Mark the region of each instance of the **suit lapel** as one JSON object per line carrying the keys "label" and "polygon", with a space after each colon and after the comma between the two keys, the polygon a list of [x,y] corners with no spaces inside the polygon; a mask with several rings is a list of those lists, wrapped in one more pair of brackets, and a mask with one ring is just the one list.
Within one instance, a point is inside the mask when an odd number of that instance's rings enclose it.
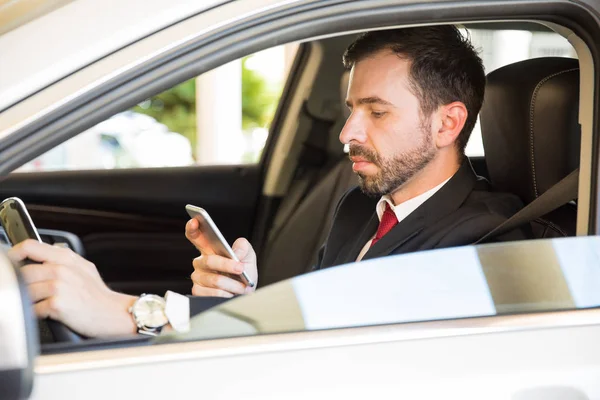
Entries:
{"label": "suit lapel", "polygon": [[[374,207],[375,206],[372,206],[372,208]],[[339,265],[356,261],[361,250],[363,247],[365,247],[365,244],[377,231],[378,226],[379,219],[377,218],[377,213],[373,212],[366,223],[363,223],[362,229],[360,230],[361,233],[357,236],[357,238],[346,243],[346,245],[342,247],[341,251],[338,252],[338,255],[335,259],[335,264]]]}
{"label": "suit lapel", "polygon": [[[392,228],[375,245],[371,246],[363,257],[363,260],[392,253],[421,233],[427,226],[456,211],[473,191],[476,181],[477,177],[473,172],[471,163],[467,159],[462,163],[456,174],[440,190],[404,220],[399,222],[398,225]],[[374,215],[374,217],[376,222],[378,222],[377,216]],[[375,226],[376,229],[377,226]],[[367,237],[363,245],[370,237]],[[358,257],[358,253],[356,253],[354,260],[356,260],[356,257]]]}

● ● ● ●

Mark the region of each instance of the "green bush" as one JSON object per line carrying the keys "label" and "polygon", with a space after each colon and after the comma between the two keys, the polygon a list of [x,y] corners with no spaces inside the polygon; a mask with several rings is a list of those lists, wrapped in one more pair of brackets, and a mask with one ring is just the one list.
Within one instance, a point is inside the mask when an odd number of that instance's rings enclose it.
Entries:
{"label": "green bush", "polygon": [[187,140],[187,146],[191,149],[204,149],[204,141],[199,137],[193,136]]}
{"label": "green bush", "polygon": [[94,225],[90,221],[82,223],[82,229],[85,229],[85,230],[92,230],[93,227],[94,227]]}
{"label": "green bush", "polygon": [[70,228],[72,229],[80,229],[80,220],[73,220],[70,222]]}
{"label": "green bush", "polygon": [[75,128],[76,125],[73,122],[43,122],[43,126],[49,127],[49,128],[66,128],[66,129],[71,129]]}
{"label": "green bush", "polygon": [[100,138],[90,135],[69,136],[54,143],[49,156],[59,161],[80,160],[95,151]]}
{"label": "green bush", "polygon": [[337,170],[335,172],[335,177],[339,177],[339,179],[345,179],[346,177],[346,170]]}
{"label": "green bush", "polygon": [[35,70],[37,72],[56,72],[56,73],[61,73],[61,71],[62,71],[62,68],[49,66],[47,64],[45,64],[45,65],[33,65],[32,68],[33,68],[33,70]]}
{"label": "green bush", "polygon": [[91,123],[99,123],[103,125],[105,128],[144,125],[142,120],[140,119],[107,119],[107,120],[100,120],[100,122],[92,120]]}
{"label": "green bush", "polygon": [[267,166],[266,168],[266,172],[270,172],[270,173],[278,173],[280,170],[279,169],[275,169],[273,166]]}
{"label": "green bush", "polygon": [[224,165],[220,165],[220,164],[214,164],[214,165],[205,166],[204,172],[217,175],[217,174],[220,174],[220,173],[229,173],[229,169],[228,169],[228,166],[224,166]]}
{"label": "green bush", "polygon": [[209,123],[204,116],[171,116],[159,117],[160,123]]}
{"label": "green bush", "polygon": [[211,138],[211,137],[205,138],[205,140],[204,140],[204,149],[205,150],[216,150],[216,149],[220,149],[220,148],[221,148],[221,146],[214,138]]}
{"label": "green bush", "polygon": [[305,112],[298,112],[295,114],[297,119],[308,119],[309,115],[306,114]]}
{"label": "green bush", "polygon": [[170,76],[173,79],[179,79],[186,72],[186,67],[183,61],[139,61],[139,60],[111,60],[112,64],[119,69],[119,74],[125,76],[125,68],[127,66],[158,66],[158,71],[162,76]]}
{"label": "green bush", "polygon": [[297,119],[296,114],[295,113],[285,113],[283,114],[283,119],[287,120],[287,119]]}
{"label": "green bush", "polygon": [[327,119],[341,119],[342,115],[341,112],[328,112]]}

● ● ● ●

Directions: Identify each line in the material above that contains the word "corners", and copy every one of those lines.

Worked solution:
Mark the region of each instance of the **suit lapel** as one JSON object per line carrying the keys "label" and "polygon", with a space after each colon and after the comma between the two keys, the polygon a list of [x,y] corners with no spaces inside the polygon; a mask with several rings is a list of those lists, wrapped in one more pair of brackets, and a mask with one ring is just the one list.
Mark the region of each instance of the "green bush" as one JSON object per line carrying the keys "label" and "polygon", with a space after each colon and after the comma between the two keys, the polygon a list of [x,y] corners with no spaces inside the polygon; a mask with several rings is a list of those lists, wrapped in one more pair of brackets, and a mask with one ring is just the one list.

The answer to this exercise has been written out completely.